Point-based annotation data
###

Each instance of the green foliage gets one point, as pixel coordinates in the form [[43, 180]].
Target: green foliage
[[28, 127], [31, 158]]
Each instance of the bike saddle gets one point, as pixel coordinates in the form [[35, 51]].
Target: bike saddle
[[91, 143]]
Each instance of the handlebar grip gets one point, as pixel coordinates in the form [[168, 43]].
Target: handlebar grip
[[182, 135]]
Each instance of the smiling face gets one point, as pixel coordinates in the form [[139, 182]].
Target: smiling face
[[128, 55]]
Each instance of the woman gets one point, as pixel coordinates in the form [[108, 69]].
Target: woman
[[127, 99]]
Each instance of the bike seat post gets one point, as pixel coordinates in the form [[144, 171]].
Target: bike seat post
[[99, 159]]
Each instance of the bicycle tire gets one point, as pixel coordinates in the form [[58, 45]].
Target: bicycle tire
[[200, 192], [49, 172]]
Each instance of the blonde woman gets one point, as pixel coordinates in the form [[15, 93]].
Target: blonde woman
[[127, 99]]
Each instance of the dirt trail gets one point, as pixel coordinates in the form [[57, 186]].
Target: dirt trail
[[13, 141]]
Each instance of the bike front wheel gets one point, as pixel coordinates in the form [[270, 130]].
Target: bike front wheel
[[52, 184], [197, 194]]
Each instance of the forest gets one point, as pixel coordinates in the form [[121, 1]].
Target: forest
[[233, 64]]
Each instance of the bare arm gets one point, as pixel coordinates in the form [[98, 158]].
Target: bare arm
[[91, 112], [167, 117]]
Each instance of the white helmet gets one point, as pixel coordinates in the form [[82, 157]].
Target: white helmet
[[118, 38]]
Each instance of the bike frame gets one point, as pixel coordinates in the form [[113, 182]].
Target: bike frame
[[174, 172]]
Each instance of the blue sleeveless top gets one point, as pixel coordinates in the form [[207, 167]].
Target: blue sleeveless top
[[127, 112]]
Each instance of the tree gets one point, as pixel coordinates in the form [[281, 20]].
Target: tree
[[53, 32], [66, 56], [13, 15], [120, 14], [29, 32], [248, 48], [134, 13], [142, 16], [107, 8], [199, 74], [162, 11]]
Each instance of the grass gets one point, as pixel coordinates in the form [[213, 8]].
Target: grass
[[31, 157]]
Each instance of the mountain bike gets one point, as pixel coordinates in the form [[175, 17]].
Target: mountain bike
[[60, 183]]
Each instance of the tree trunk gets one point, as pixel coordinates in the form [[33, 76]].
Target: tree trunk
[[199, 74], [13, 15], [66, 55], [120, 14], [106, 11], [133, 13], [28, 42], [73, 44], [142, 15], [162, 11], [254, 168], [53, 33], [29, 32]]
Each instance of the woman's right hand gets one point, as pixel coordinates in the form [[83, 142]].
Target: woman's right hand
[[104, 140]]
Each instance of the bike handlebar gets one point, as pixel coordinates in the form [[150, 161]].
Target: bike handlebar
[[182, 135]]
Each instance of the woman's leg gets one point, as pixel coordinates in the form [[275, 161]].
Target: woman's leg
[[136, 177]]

###

> Exercise prompt
Give back the data above exactly as it appears.

> Output of the exercise
Each instance of the green foliage gets one point, as pixel coordinates in the form [[43, 180]].
Target: green foliage
[[28, 127], [31, 158]]
Each instance of the bike saddle gets one point, as pixel coordinates in the form [[35, 51]].
Target: bike saddle
[[91, 143]]
Each instance of the handlebar grip gets one point, as pixel coordinates in the form [[168, 43]].
Target: handlebar grip
[[182, 135]]
Each instance of the smiling face gets one point, as pixel coordinates in the form [[139, 182]].
Target: smiling face
[[128, 55]]
Each instance of the woman gets one point, as pixel coordinates in the form [[108, 69]].
Target: woman
[[127, 99]]
Each instance of the bike seat post gets one point, as pixel coordinates in the form [[144, 171]].
Target: bike seat post
[[99, 159]]
Each instance of the bicycle tire gets one point, as pixel coordinates in the form [[58, 45]].
Target: bicycle tire
[[200, 192], [49, 172]]
Each instance of the blonde woman gets one point, as pixel coordinates in the form [[15, 93]].
Target: blonde woman
[[127, 99]]
Each instance of the dirt trail gets one point, as pixel coordinates in the form [[57, 186]].
Target: dirt trail
[[13, 141]]
Each instance of the bike front wheel gets one point, as pixel coordinates in the form [[270, 130]].
Target: bike front wheel
[[52, 184], [197, 194]]
Each instance of the forest gets one point, as pixel coordinates in the form [[121, 1]].
Target: forest
[[233, 64]]
Each instance of the bare arm gets one point, as pixel coordinates in the form [[98, 158]].
Target: bare arm
[[91, 112], [167, 117]]
Each instance of the white helmet gets one point, as pixel coordinates in the form [[82, 157]].
Target: white helmet
[[118, 38]]
Each instance of the bike frame gets one point, as pixel coordinates in the form [[113, 182]].
Target: bike frame
[[174, 172]]
Each instance of the blue sleeveless top gets one point, as pixel coordinates in the form [[207, 167]].
Target: blue sleeveless top
[[127, 112]]
Each instance of the tree gets one point, as pixel coordinates in the form [[281, 20]].
Target: tree
[[53, 32], [66, 56], [13, 15], [120, 14], [29, 32], [248, 48], [134, 13], [142, 16], [107, 8], [199, 74], [162, 11]]
Each instance of the grass gets one point, as pixel coordinates in the form [[213, 8]].
Target: grass
[[31, 157]]
Each instance of the mountain bike gets one point, as pixel coordinates in the form [[175, 17]].
Target: mountain bike
[[60, 183]]
Each instance of the tree trunk gets one point, as pixel coordinates in the form [[33, 76]].
Target: tree trunk
[[199, 74], [13, 15], [66, 55], [120, 14], [106, 11], [133, 13], [28, 42], [73, 44], [142, 15], [162, 11], [254, 168], [53, 33], [29, 32]]
Each instance of the woman's right hand gets one point, as pixel coordinates in the form [[83, 142]].
Target: woman's right hand
[[104, 140]]
Each instance of the bike handlebar gets one point, as pixel coordinates in the form [[150, 161]].
Target: bike handlebar
[[182, 135]]
Each instance of the woman's leg gets one point, as pixel coordinates in the form [[275, 161]].
Target: woman's leg
[[136, 177]]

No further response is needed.